Description of the task:
Return the lines of the records below without any changes, beginning at the line that contains "mark every boy" and stopping after the line that contains "xmin=634 ymin=166 xmax=753 ymax=193".

Coordinate annotation entries:
┏━━

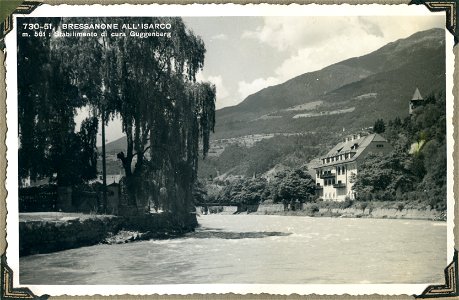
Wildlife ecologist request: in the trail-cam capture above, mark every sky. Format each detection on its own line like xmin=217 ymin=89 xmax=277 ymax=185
xmin=76 ymin=14 xmax=445 ymax=145
xmin=184 ymin=15 xmax=445 ymax=109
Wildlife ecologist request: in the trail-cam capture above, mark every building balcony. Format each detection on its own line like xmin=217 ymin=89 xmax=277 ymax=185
xmin=320 ymin=173 xmax=336 ymax=179
xmin=333 ymin=182 xmax=346 ymax=189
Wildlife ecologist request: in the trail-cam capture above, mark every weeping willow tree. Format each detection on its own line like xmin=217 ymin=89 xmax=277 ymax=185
xmin=19 ymin=17 xmax=216 ymax=213
xmin=113 ymin=18 xmax=216 ymax=213
xmin=17 ymin=18 xmax=97 ymax=186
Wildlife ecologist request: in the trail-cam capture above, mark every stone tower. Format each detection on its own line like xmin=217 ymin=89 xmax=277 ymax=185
xmin=409 ymin=88 xmax=424 ymax=116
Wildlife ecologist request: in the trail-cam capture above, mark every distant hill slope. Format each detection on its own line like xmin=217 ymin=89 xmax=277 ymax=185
xmin=214 ymin=29 xmax=445 ymax=139
xmin=106 ymin=29 xmax=445 ymax=157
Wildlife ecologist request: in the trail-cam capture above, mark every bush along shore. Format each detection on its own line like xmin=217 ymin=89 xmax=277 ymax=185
xmin=198 ymin=201 xmax=446 ymax=221
xmin=19 ymin=212 xmax=198 ymax=256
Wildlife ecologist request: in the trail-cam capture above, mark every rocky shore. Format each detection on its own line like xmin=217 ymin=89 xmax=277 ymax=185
xmin=19 ymin=212 xmax=198 ymax=256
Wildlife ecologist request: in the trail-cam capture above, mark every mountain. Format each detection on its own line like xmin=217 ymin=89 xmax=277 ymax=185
xmin=214 ymin=29 xmax=445 ymax=139
xmin=106 ymin=29 xmax=445 ymax=178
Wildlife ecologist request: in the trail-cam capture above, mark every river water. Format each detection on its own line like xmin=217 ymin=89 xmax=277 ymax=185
xmin=19 ymin=215 xmax=447 ymax=285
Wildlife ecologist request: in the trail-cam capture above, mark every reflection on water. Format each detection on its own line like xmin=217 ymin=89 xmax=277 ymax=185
xmin=20 ymin=215 xmax=447 ymax=284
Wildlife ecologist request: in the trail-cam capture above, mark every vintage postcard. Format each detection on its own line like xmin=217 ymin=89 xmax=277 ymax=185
xmin=2 ymin=4 xmax=458 ymax=299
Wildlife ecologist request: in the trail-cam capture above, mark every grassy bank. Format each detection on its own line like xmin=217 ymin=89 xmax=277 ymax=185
xmin=257 ymin=201 xmax=446 ymax=221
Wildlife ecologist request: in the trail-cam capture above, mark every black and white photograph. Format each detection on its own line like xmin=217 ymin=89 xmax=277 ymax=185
xmin=3 ymin=3 xmax=454 ymax=295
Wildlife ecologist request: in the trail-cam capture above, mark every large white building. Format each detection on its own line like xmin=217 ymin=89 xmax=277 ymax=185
xmin=314 ymin=133 xmax=393 ymax=201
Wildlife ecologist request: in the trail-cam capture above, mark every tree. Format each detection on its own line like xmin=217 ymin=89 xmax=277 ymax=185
xmin=271 ymin=168 xmax=315 ymax=203
xmin=18 ymin=18 xmax=94 ymax=186
xmin=373 ymin=119 xmax=386 ymax=133
xmin=18 ymin=18 xmax=216 ymax=213
xmin=353 ymin=151 xmax=414 ymax=200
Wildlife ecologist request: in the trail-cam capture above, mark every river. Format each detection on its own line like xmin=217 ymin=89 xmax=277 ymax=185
xmin=19 ymin=215 xmax=447 ymax=285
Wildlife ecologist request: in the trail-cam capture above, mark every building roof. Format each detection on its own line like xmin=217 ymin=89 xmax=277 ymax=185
xmin=411 ymin=88 xmax=424 ymax=101
xmin=315 ymin=133 xmax=387 ymax=168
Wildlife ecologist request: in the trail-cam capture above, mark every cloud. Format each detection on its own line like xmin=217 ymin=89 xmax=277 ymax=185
xmin=235 ymin=77 xmax=280 ymax=99
xmin=238 ymin=16 xmax=444 ymax=101
xmin=211 ymin=33 xmax=228 ymax=41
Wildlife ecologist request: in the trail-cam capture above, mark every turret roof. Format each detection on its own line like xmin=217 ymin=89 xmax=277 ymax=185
xmin=411 ymin=88 xmax=424 ymax=100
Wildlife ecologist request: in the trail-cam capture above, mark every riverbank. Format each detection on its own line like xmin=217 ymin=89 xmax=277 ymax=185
xmin=200 ymin=201 xmax=446 ymax=221
xmin=19 ymin=212 xmax=198 ymax=256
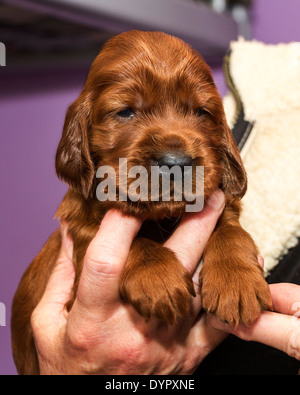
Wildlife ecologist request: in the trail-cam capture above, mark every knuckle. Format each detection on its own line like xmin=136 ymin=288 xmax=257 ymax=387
xmin=30 ymin=306 xmax=41 ymax=333
xmin=287 ymin=330 xmax=300 ymax=361
xmin=67 ymin=328 xmax=97 ymax=352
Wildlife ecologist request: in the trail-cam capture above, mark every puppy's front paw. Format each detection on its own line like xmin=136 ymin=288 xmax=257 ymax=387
xmin=200 ymin=257 xmax=272 ymax=326
xmin=120 ymin=245 xmax=196 ymax=324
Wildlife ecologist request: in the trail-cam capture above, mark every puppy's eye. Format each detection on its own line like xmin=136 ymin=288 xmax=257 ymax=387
xmin=195 ymin=107 xmax=209 ymax=117
xmin=117 ymin=108 xmax=134 ymax=119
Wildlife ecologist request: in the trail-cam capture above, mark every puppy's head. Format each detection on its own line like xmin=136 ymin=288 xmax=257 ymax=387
xmin=56 ymin=31 xmax=247 ymax=217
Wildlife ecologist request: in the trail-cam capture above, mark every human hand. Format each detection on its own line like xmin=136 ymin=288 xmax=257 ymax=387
xmin=207 ymin=283 xmax=300 ymax=360
xmin=32 ymin=191 xmax=226 ymax=375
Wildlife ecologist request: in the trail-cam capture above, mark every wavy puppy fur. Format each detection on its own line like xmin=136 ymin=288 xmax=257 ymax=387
xmin=12 ymin=31 xmax=271 ymax=374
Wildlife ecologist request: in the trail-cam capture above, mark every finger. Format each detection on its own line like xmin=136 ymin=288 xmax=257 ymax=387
xmin=164 ymin=190 xmax=225 ymax=273
xmin=208 ymin=311 xmax=300 ymax=359
xmin=270 ymin=283 xmax=300 ymax=315
xmin=187 ymin=314 xmax=228 ymax=364
xmin=77 ymin=210 xmax=141 ymax=310
xmin=257 ymin=255 xmax=265 ymax=268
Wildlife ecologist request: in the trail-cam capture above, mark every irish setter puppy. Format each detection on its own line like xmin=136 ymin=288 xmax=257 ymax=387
xmin=12 ymin=31 xmax=271 ymax=374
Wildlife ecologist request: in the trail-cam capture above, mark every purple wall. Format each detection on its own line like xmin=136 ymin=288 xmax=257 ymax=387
xmin=0 ymin=0 xmax=300 ymax=375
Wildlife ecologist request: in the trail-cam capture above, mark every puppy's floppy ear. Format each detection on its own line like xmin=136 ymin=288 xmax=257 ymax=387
xmin=56 ymin=91 xmax=95 ymax=199
xmin=222 ymin=115 xmax=247 ymax=198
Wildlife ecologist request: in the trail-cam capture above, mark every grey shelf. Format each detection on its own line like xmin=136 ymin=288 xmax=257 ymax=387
xmin=0 ymin=0 xmax=238 ymax=70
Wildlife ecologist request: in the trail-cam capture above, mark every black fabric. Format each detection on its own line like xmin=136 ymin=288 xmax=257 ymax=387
xmin=195 ymin=242 xmax=300 ymax=375
xmin=195 ymin=52 xmax=300 ymax=375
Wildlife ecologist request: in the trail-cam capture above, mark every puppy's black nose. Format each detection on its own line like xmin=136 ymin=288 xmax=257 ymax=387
xmin=157 ymin=152 xmax=193 ymax=168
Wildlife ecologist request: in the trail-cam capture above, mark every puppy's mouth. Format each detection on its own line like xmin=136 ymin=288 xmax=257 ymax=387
xmin=96 ymin=154 xmax=204 ymax=219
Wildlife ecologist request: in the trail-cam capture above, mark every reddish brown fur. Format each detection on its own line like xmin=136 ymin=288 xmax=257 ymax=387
xmin=12 ymin=31 xmax=271 ymax=374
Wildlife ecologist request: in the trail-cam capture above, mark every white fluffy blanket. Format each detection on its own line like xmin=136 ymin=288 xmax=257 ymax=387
xmin=224 ymin=39 xmax=300 ymax=275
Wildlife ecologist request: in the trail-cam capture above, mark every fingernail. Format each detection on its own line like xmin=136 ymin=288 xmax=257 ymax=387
xmin=207 ymin=189 xmax=225 ymax=211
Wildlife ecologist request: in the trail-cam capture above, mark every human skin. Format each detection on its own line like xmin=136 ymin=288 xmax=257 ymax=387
xmin=31 ymin=190 xmax=226 ymax=375
xmin=32 ymin=191 xmax=300 ymax=375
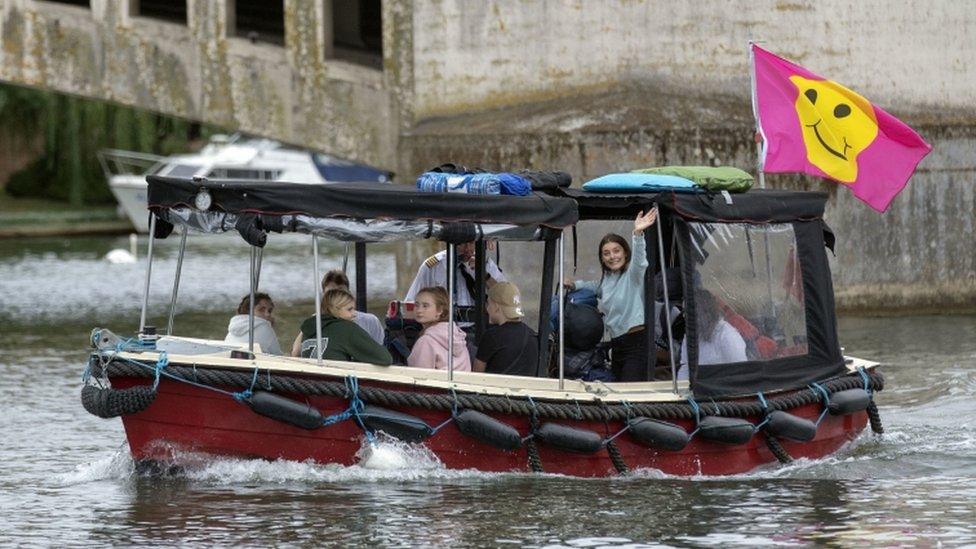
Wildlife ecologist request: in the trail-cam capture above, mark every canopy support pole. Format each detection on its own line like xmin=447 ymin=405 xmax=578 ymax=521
xmin=139 ymin=212 xmax=156 ymax=334
xmin=356 ymin=242 xmax=366 ymax=311
xmin=558 ymin=231 xmax=566 ymax=391
xmin=474 ymin=240 xmax=486 ymax=341
xmin=247 ymin=246 xmax=258 ymax=353
xmin=312 ymin=235 xmax=322 ymax=366
xmin=641 ymin=212 xmax=664 ymax=381
xmin=254 ymin=248 xmax=264 ymax=288
xmin=166 ymin=225 xmax=187 ymax=335
xmin=447 ymin=243 xmax=457 ymax=382
xmin=654 ymin=206 xmax=678 ymax=394
xmin=535 ymin=240 xmax=563 ymax=377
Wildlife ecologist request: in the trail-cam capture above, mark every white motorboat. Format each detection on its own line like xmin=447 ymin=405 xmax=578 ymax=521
xmin=98 ymin=134 xmax=393 ymax=233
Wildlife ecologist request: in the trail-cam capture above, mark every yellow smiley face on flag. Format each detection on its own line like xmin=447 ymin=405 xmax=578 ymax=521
xmin=790 ymin=75 xmax=878 ymax=183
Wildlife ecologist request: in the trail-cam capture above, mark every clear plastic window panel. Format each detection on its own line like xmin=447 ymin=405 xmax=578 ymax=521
xmin=689 ymin=223 xmax=807 ymax=364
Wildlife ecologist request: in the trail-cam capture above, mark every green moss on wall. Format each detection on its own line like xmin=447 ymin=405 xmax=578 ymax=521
xmin=0 ymin=85 xmax=209 ymax=205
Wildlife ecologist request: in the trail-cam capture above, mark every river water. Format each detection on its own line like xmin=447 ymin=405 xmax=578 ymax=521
xmin=0 ymin=233 xmax=976 ymax=547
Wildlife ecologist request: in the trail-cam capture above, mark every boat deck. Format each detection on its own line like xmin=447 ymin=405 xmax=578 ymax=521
xmin=110 ymin=336 xmax=878 ymax=403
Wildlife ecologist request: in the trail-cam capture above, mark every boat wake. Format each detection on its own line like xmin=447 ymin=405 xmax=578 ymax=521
xmin=59 ymin=434 xmax=507 ymax=486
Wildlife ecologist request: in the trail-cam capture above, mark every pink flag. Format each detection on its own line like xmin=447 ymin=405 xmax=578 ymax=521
xmin=752 ymin=44 xmax=932 ymax=212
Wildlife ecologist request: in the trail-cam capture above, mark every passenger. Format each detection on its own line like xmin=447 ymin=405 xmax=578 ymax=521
xmin=291 ymin=289 xmax=393 ymax=366
xmin=224 ymin=292 xmax=281 ymax=355
xmin=564 ymin=209 xmax=657 ymax=381
xmin=322 ymin=269 xmax=386 ymax=345
xmin=678 ymin=290 xmax=748 ymax=379
xmin=404 ymin=241 xmax=505 ymax=307
xmin=407 ymin=287 xmax=471 ymax=372
xmin=473 ymin=282 xmax=539 ymax=377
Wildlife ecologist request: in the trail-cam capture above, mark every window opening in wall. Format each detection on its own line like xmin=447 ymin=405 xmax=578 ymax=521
xmin=132 ymin=0 xmax=186 ymax=25
xmin=232 ymin=0 xmax=285 ymax=46
xmin=329 ymin=0 xmax=383 ymax=68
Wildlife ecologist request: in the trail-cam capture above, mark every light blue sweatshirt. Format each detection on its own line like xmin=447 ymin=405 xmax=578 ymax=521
xmin=576 ymin=234 xmax=647 ymax=338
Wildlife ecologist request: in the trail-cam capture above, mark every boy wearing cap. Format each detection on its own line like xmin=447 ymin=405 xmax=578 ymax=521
xmin=472 ymin=282 xmax=539 ymax=377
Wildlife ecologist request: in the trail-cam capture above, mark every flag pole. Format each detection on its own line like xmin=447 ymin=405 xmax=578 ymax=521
xmin=749 ymin=40 xmax=766 ymax=189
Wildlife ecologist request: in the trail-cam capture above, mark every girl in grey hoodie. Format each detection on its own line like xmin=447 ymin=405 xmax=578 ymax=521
xmin=407 ymin=286 xmax=471 ymax=372
xmin=224 ymin=292 xmax=281 ymax=355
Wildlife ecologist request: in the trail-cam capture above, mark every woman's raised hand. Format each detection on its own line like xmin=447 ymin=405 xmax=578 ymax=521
xmin=634 ymin=208 xmax=657 ymax=234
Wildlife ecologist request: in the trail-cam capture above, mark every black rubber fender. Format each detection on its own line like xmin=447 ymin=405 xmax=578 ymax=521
xmin=244 ymin=391 xmax=322 ymax=431
xmin=766 ymin=410 xmax=817 ymax=442
xmin=627 ymin=417 xmax=691 ymax=452
xmin=359 ymin=405 xmax=434 ymax=442
xmin=698 ymin=416 xmax=756 ymax=444
xmin=454 ymin=410 xmax=522 ymax=450
xmin=827 ymin=389 xmax=871 ymax=416
xmin=535 ymin=423 xmax=603 ymax=454
xmin=81 ymin=385 xmax=156 ymax=419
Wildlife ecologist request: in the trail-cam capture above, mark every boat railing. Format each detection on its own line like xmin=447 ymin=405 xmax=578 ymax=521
xmin=98 ymin=149 xmax=166 ymax=178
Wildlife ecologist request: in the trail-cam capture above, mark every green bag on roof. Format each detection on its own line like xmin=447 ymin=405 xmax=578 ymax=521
xmin=634 ymin=166 xmax=753 ymax=193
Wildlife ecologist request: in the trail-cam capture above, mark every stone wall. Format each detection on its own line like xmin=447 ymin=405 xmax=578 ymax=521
xmin=413 ymin=0 xmax=976 ymax=120
xmin=0 ymin=0 xmax=400 ymax=169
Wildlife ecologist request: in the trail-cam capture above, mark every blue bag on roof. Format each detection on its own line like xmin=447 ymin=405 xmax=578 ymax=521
xmin=417 ymin=172 xmax=532 ymax=196
xmin=583 ymin=173 xmax=702 ymax=193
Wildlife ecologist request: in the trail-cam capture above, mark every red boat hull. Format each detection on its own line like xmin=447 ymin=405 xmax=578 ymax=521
xmin=112 ymin=377 xmax=867 ymax=477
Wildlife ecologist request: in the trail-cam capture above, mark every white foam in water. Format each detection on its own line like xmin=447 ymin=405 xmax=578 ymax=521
xmin=58 ymin=447 xmax=135 ymax=486
xmin=61 ymin=434 xmax=500 ymax=485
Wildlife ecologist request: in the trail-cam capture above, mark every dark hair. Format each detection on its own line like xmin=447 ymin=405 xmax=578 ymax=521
xmin=596 ymin=233 xmax=630 ymax=276
xmin=322 ymin=288 xmax=356 ymax=318
xmin=237 ymin=292 xmax=274 ymax=315
xmin=414 ymin=286 xmax=450 ymax=322
xmin=322 ymin=269 xmax=349 ymax=292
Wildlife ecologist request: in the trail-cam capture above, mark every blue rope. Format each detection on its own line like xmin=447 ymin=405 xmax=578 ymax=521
xmin=346 ymin=376 xmax=376 ymax=444
xmin=451 ymin=387 xmax=458 ymax=418
xmin=756 ymin=391 xmax=769 ymax=411
xmin=231 ymin=366 xmax=258 ymax=402
xmin=810 ymin=383 xmax=830 ymax=427
xmin=603 ymin=423 xmax=630 ymax=446
xmin=116 ymin=357 xmax=244 ymax=397
xmin=620 ymin=400 xmax=634 ymax=419
xmin=153 ymin=351 xmax=169 ymax=393
xmin=688 ymin=397 xmax=701 ymax=440
xmin=520 ymin=395 xmax=539 ymax=444
xmin=857 ymin=366 xmax=871 ymax=396
xmin=81 ymin=355 xmax=95 ymax=385
xmin=752 ymin=391 xmax=769 ymax=433
xmin=430 ymin=416 xmax=454 ymax=436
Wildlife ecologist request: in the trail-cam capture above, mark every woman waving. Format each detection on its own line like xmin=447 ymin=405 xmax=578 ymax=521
xmin=565 ymin=208 xmax=657 ymax=381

┗━━

Exercise output:
Wildlife ecologist request: in the trail-cam capture above, mark every boy wearing cap. Format each detection on its own line like xmin=447 ymin=405 xmax=578 ymax=521
xmin=472 ymin=282 xmax=539 ymax=377
Wildlife ecologist request: in the trail-cam capture above, mark every flag pole. Format each detection on its own line like xmin=447 ymin=405 xmax=578 ymax=521
xmin=749 ymin=40 xmax=766 ymax=189
Wildlife ecologist request: in the trail-cam capture above, mark every girl in grey hoodie. Format each detection on its own line like xmin=447 ymin=405 xmax=578 ymax=521
xmin=407 ymin=286 xmax=471 ymax=372
xmin=224 ymin=292 xmax=281 ymax=355
Wildlife ecologist request: in the trail-cam capture above, mark every woman's raised hand. Format each detection on its own line like xmin=447 ymin=405 xmax=578 ymax=521
xmin=634 ymin=208 xmax=657 ymax=234
Wildlife ecologist request: in the trail-cam capture above, mark every black rubber fender. Format each detection on its own line like xmin=447 ymin=405 xmax=578 ymax=521
xmin=244 ymin=391 xmax=322 ymax=431
xmin=766 ymin=410 xmax=817 ymax=442
xmin=627 ymin=417 xmax=691 ymax=452
xmin=359 ymin=405 xmax=434 ymax=442
xmin=698 ymin=416 xmax=756 ymax=444
xmin=454 ymin=410 xmax=522 ymax=450
xmin=827 ymin=389 xmax=871 ymax=416
xmin=535 ymin=423 xmax=603 ymax=454
xmin=81 ymin=385 xmax=156 ymax=419
Wildlife ecologist request: in the trail-cam capture above, mark every boat railing. Format each detection on its own line like xmin=447 ymin=405 xmax=578 ymax=521
xmin=98 ymin=149 xmax=166 ymax=178
Wildlife ecologist request: in the trail-cam capture above, mark every green bag on roof. Format each detection on its own line like xmin=447 ymin=405 xmax=578 ymax=521
xmin=634 ymin=166 xmax=753 ymax=193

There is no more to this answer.